* HOW TO COMPLETE THIS TASK: Return only that part of the material below which starts with the line containing "the silhouetted figure" and goes on through the line containing "the distant mountain", restated exactly.
%%
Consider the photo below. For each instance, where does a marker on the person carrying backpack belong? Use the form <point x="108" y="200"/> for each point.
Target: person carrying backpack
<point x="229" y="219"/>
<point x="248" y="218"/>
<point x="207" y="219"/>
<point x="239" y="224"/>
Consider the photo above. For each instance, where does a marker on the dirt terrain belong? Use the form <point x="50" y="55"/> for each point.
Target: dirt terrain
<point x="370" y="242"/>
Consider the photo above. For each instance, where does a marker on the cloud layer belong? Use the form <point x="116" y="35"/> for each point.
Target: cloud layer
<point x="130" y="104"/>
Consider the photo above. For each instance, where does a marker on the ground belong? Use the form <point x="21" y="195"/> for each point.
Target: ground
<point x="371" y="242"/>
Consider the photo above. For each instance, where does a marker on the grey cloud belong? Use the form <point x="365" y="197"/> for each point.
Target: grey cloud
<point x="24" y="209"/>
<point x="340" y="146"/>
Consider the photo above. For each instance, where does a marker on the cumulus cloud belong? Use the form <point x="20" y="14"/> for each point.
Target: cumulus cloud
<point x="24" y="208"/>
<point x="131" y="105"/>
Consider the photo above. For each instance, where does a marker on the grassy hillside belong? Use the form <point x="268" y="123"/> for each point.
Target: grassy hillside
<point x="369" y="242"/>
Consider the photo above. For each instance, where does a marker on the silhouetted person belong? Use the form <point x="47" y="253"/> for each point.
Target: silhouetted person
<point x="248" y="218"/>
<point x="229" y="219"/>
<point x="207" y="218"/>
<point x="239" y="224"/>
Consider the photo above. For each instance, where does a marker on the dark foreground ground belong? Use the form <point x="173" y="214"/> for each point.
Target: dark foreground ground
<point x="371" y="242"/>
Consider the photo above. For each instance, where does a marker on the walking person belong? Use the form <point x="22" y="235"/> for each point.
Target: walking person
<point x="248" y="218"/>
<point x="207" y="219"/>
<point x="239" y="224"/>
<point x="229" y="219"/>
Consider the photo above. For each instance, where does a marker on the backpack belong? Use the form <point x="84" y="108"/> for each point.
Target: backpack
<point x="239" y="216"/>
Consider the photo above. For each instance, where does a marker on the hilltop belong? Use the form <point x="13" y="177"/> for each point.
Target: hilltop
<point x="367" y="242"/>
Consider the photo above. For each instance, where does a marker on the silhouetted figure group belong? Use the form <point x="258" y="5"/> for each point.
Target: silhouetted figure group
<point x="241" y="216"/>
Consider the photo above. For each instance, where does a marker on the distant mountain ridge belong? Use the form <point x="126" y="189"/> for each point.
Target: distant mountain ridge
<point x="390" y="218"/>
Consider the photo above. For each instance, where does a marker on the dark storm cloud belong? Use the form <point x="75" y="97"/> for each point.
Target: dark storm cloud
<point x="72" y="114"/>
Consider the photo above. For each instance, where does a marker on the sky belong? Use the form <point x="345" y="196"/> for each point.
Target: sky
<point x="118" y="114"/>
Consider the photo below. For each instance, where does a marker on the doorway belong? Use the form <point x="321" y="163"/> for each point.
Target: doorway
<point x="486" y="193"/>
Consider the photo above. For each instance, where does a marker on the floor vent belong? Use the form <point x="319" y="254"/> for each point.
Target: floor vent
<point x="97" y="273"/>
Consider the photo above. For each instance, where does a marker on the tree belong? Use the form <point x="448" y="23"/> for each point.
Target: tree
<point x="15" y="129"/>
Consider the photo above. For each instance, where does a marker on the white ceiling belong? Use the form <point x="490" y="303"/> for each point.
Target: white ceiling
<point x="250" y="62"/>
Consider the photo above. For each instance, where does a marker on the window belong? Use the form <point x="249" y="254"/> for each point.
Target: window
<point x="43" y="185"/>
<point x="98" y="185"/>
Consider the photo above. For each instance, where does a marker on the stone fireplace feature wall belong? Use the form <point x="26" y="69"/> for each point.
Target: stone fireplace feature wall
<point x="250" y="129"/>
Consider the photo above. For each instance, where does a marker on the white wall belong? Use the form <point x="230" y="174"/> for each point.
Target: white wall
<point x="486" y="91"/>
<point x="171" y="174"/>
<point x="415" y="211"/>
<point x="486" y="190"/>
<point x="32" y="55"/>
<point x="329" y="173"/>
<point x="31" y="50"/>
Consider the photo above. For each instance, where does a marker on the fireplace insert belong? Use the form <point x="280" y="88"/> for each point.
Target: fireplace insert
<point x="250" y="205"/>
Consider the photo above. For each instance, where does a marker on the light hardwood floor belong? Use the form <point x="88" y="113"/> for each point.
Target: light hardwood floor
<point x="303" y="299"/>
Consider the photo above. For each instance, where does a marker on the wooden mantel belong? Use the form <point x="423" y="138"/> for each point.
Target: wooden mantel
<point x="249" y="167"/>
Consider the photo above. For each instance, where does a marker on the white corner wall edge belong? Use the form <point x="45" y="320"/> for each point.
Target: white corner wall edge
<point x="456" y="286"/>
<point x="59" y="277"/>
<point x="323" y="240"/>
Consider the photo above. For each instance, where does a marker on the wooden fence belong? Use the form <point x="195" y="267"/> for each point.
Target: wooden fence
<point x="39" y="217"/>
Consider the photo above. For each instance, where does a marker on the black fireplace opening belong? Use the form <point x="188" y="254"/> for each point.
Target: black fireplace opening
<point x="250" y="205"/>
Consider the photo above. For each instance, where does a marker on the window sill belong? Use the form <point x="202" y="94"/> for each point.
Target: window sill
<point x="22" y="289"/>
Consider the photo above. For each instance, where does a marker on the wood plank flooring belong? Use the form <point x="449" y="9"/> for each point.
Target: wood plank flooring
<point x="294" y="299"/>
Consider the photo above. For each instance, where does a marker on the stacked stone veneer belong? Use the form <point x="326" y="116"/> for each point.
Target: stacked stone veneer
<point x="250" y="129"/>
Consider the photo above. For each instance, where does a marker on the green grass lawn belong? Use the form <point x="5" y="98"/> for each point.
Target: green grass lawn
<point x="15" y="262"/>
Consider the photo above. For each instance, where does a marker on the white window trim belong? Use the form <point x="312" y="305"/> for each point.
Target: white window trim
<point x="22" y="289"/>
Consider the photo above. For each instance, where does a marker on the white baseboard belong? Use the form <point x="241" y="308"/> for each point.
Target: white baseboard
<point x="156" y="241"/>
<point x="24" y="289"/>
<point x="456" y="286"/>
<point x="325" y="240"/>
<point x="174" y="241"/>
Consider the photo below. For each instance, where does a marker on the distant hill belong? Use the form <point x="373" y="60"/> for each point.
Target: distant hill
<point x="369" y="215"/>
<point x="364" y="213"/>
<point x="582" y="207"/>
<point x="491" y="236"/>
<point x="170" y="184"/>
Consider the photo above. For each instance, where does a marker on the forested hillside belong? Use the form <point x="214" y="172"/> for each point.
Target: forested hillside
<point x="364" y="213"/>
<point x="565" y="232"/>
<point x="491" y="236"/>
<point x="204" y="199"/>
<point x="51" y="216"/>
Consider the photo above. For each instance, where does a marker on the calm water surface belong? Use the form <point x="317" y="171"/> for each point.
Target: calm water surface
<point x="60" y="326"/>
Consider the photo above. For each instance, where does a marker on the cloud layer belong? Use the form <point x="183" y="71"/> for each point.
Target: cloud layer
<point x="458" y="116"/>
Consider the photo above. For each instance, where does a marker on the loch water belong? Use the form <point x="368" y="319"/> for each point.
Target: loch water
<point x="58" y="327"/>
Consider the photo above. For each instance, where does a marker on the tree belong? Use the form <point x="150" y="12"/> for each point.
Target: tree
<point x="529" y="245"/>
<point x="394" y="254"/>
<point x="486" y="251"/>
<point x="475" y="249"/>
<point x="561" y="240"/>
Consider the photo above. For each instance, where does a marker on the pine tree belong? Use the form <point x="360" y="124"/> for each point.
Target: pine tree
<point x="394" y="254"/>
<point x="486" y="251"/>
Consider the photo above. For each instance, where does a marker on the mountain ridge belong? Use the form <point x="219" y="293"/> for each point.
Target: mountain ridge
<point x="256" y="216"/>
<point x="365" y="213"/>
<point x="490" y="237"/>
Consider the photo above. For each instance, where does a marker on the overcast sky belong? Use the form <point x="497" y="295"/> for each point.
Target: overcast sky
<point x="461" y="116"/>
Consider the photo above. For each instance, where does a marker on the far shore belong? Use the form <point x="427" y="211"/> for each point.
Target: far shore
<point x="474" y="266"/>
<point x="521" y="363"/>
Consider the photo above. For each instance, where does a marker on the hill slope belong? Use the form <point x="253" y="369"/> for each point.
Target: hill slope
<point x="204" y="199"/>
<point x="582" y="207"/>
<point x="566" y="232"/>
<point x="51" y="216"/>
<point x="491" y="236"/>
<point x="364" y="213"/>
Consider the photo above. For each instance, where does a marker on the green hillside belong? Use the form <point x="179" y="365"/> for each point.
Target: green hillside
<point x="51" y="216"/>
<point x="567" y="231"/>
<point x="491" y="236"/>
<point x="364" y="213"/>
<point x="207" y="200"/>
%%
* WRITTEN RESPONSE:
Consider the photo above. For each instance, where does a marker on the silhouetted figure group belong? Use the form <point x="258" y="5"/> for each point.
Target: silhouetted figure group
<point x="241" y="216"/>
Consider the photo above. For each instance, where does a marker on the distant mountain ridge belong? Use the form <point x="126" y="189"/> for each point.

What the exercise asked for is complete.